- What is needed
Format each line of the items below as a string in a JSON list, one string per line, leaving out blank lines.
— begin Dataset records —
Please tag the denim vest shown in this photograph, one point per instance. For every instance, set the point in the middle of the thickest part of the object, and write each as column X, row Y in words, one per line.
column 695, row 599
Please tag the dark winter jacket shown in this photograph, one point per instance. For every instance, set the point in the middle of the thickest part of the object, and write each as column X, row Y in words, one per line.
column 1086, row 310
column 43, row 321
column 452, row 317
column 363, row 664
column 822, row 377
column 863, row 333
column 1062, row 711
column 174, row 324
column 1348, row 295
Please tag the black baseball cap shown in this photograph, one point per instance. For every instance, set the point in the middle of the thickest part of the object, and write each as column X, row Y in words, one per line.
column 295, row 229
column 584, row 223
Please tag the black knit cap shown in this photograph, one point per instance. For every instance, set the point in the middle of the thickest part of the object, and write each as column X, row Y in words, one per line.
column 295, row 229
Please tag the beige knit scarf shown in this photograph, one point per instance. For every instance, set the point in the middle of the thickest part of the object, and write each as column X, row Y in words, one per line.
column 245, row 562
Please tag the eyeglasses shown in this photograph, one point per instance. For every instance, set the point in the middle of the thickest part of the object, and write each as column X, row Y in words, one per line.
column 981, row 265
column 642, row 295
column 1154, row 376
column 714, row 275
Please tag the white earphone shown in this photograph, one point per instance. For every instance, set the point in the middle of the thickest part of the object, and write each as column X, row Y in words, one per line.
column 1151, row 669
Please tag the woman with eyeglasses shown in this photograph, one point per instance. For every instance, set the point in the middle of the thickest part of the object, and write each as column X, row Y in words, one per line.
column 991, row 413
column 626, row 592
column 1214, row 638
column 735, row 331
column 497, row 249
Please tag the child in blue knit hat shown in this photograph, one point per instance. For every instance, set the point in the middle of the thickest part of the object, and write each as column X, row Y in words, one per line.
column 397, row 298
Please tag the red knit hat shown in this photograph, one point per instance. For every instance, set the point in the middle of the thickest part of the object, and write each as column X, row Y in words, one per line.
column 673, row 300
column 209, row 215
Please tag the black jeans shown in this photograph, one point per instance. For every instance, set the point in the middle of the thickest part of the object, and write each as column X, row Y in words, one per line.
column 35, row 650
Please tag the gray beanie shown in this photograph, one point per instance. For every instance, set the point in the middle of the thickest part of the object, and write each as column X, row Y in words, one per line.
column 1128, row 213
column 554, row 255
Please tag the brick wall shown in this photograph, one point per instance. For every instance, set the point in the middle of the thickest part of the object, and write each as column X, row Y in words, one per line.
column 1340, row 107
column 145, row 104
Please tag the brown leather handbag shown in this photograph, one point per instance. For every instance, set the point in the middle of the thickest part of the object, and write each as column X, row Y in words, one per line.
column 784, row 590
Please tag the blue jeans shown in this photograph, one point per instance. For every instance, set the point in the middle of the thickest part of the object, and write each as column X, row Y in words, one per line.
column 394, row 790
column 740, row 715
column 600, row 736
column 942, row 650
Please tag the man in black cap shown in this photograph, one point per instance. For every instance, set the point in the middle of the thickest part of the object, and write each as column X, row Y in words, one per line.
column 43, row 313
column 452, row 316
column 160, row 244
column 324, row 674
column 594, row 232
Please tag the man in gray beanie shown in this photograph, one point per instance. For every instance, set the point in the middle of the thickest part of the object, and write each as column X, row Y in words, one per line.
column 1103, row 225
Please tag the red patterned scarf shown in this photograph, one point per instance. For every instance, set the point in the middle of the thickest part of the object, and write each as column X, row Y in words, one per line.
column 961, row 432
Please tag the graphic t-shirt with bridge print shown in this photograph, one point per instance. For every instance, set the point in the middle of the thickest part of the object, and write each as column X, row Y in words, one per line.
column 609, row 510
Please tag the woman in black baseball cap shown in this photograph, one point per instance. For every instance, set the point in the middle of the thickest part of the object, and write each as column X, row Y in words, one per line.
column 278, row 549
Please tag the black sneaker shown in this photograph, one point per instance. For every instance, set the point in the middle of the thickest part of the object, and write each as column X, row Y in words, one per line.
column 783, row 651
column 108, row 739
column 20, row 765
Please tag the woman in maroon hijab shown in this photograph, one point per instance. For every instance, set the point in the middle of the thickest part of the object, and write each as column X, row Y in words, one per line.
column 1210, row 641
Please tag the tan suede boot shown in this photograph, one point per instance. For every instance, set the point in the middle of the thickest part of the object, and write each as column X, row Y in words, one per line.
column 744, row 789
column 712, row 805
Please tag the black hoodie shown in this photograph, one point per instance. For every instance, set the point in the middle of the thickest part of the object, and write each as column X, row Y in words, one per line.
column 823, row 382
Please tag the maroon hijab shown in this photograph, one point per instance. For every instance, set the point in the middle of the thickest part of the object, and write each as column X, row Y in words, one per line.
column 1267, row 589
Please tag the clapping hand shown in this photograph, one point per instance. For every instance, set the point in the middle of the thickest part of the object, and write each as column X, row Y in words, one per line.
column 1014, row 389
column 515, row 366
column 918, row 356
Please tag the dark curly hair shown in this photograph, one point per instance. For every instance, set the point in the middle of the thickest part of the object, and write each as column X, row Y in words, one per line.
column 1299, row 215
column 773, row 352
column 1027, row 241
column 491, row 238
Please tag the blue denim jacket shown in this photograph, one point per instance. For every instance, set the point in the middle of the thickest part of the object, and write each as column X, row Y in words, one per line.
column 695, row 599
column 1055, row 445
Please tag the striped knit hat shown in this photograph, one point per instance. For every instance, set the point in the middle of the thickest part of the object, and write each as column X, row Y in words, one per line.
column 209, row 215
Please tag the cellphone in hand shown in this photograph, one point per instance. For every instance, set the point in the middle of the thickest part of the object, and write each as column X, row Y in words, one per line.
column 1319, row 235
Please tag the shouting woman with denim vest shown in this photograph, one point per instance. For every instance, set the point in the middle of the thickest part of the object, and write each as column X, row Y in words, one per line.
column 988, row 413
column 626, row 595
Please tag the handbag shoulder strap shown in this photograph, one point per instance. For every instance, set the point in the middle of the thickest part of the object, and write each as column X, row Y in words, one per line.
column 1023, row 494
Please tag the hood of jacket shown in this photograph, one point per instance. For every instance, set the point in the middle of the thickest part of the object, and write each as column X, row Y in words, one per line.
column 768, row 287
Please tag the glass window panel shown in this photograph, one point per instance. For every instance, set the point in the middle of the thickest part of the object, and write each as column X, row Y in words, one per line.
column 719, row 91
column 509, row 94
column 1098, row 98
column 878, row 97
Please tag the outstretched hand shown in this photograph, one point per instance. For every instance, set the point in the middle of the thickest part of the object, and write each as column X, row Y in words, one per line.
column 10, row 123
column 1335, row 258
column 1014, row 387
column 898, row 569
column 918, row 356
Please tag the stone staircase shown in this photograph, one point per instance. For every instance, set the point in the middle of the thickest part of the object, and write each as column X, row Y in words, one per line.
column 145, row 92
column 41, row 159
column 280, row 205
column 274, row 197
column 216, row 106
— end Dataset records —
- Output of the task
[
  "Please tag the denim vest shown in this photograph, one point per instance. For every instance, set the point in the middle of the thickest part of the object, and write each as column X, row Y in words, one per line.",
  "column 695, row 599",
  "Please tag the dark winter jacket shown in this photograph, one point per instance. For every instance, set the point in the middle of the thickest part of the object, and write each as column X, row Y in words, one per line.",
  "column 1086, row 310",
  "column 43, row 321",
  "column 452, row 317",
  "column 363, row 664",
  "column 822, row 377",
  "column 863, row 333",
  "column 1062, row 711",
  "column 174, row 324",
  "column 1348, row 295",
  "Please tag the black baseball cap shown in this photograph, one point per instance. For every instance, set the point in the middle of the thickest part of the object, and write each as column X, row Y in words, one per line.",
  "column 295, row 229",
  "column 584, row 223",
  "Please tag the black knit cap shown in this photograph, one point per instance. For every instance, set the point in the middle of the thickest part of the object, and write each as column X, row Y in words, one per line.",
  "column 295, row 229",
  "Please tag the beige knit scarf shown in this photograph, one point per instance. For every instance, set the point in the middle of the thickest part of the object, and write each as column X, row Y in words, one per line.",
  "column 245, row 562",
  "Please tag the eyeglasses shown in this photograph, one point per instance. For every instance, set the point in the middle of the thickest part of the object, and write each as column X, row Y in words, one per line.",
  "column 981, row 265",
  "column 642, row 295",
  "column 1154, row 376",
  "column 714, row 275",
  "Please tag the white earphone shown in this photograph, one point per instance. For every instance, set the point in the middle of the thickest part of the object, and write each as column X, row Y in words, one per line.",
  "column 1151, row 669",
  "Please tag the woman with eyeglasses shown in this photograph, one point per instance. For every instance, set the point in the middle of the thickest part of the object, and write each as column X, row Y in words, one per line.",
  "column 991, row 413",
  "column 626, row 592",
  "column 1214, row 638",
  "column 735, row 331",
  "column 497, row 249",
  "Please tag the child in blue knit hat shown in this photograph, one point per instance. For every instance, set the point in the middle of the thickest part of the object, and write each as column X, row Y in words, one per line.",
  "column 397, row 298",
  "Please tag the red knit hat shown in this photograph, one point per instance. For every instance, set the point in the middle of the thickest part of the object, and write each as column X, row Y in words, one per line.",
  "column 673, row 300",
  "column 209, row 215",
  "Please tag the black jeans shown in this photograph, one point per instance. For every instance, set the point in the middle of the thickest part of the object, and write each as column X, row Y in words, one per line.",
  "column 35, row 650",
  "Please tag the gray beanie shown in this photograph, one point per instance. For every instance, set the point in the middle of the thickest part of the object, and write each as column X, row Y in words, one per line.",
  "column 1128, row 213",
  "column 554, row 255",
  "Please tag the brick wall shown in this photograph, one point per instance. For every instance, set the point in the middle of the thickest part of the object, and write each as column X, row Y in words, one per line.",
  "column 1340, row 107",
  "column 145, row 104",
  "Please tag the brown leather handbag shown in this photograph, one point per instance. For every instance, set the point in the middle of the thickest part of the object, and write each as column X, row Y in words, one per line.",
  "column 784, row 590",
  "Please tag the blue jeans shown in this photograph, one point per instance. For every instance, set the point in the middle of the thickest part of the object, and write each as column X, row Y in words, one per line.",
  "column 394, row 790",
  "column 740, row 715",
  "column 600, row 736",
  "column 942, row 650",
  "Please tag the man in black cap shown in this photograph, one point per instance. For every instance, set the point in the middle of the thickest part of the object, and write each as column X, row Y in words, one per line.",
  "column 43, row 313",
  "column 452, row 316",
  "column 160, row 244",
  "column 324, row 674",
  "column 594, row 232",
  "Please tag the man in gray beanie shown in this photograph, one point per instance. For every instance, set the point in the middle of the thickest part of the object, and write each as column X, row Y in words, one per line.",
  "column 1103, row 225",
  "Please tag the red patterned scarf shown in this photograph, one point per instance. For every instance, set the point in the middle of the thickest part of the object, and write each as column X, row Y in words, one per line.",
  "column 961, row 432",
  "Please tag the graphic t-shirt with bridge print shown in this photograph, one point per instance. For every instance, set the point in the middle of the thickest part of the object, and write each as column X, row Y in words, one per line.",
  "column 609, row 510",
  "Please tag the woman in black baseball cap shown in this photograph, one point per instance. For every instance, set the point in the middle of the thickest part of the object, and write each as column X, row Y in words, one per line.",
  "column 278, row 549",
  "Please tag the black sneaker shown in this photograph, one point per instance. For every instance, set the point in the middle of the thickest part of the object, and write each as column X, row Y in words, one per line.",
  "column 783, row 651",
  "column 108, row 739",
  "column 20, row 765",
  "Please tag the woman in maroon hijab shown in this photograph, one point per instance. For every instance, set the point in the middle of the thickest part of the object, and write each as column X, row Y in words, one per line.",
  "column 1210, row 641",
  "Please tag the tan suede boot shown in this photograph, one point per instance. For every instance, set the point in the middle of the thickest part of the object, and write each as column X, row Y in words, one per line.",
  "column 744, row 789",
  "column 712, row 805",
  "Please tag the black hoodie shown in this photograph, one point per instance. For every instance, set the point in the middle of the thickest part of the object, and write each as column X, row Y in words, one per line.",
  "column 823, row 382",
  "Please tag the maroon hijab shown in this photograph, one point per instance. For every instance, set the point in the middle of the thickest part of the object, and write each as column X, row Y in words, one per line.",
  "column 1267, row 589",
  "Please tag the clapping hand shown in this photograph, one point per instance. For every instance, set the point in the middle of the thickest part of the object, and write each as column X, row Y in words, one per line.",
  "column 1014, row 389",
  "column 515, row 366",
  "column 918, row 356",
  "Please tag the dark curly hair shown in this photograph, one point per instance. For every instance, set the point in the middle of the thickest part of the object, and write each as column X, row Y in words, one per line.",
  "column 1299, row 215",
  "column 773, row 352",
  "column 1027, row 241",
  "column 491, row 238",
  "Please tag the blue denim jacket shown in this photograph, one point per instance. For every instance, set the point in the middle of the thickest part of the object, and write each as column X, row Y in words, one per line.",
  "column 695, row 599",
  "column 1055, row 445",
  "Please tag the striped knit hat shown in this photograph, one point per instance. For every instance, set the point in the middle of the thickest part of the object, and write each as column X, row Y in words, one per line.",
  "column 209, row 215",
  "Please tag the cellphone in hand shown in this photograph, one point per instance. For every instance, set the point in the middle of the thickest part of the object, and write each as column X, row Y in words, one per line.",
  "column 1319, row 235",
  "Please tag the shouting woman with denim vest shown in this photograph, one point per instance. For every instance, set the point in the middle of the thickest part of the object, and write each as column X, row Y in words, one per line.",
  "column 988, row 413",
  "column 626, row 595",
  "Please tag the handbag shoulder strap shown in this photograph, one point per instance. For every instance, set the point in the middle of the thickest part of the object, and write each as column X, row Y in words, one per line.",
  "column 1023, row 494",
  "Please tag the hood of jacket shown in this photograph, one point per instance. For every instance, set the point in the middle of the thickest part of the object, and write each as column X, row Y in words, one per line.",
  "column 768, row 287",
  "Please tag the glass window panel shown in this photograph, one point per instance. For every instance, set the point in the middle of the thickest part of the object, and write each as column X, row Y in words, one per line.",
  "column 719, row 91",
  "column 509, row 94",
  "column 1098, row 98",
  "column 878, row 97",
  "Please tag the outstretched hand shown in this photograph, one point per instance. For every instance, set the point in the middle of the thickest part of the object, and write each as column X, row Y in words, one per line.",
  "column 10, row 123",
  "column 1335, row 258",
  "column 1014, row 387",
  "column 898, row 569",
  "column 918, row 356",
  "Please tag the stone staircase shown in this photograph, one point per instance. For every instance, set the point in the middle of the thickest part of the object, and write each as column X, row Y in words, one per line.",
  "column 145, row 92",
  "column 41, row 159",
  "column 280, row 205",
  "column 274, row 197",
  "column 216, row 106"
]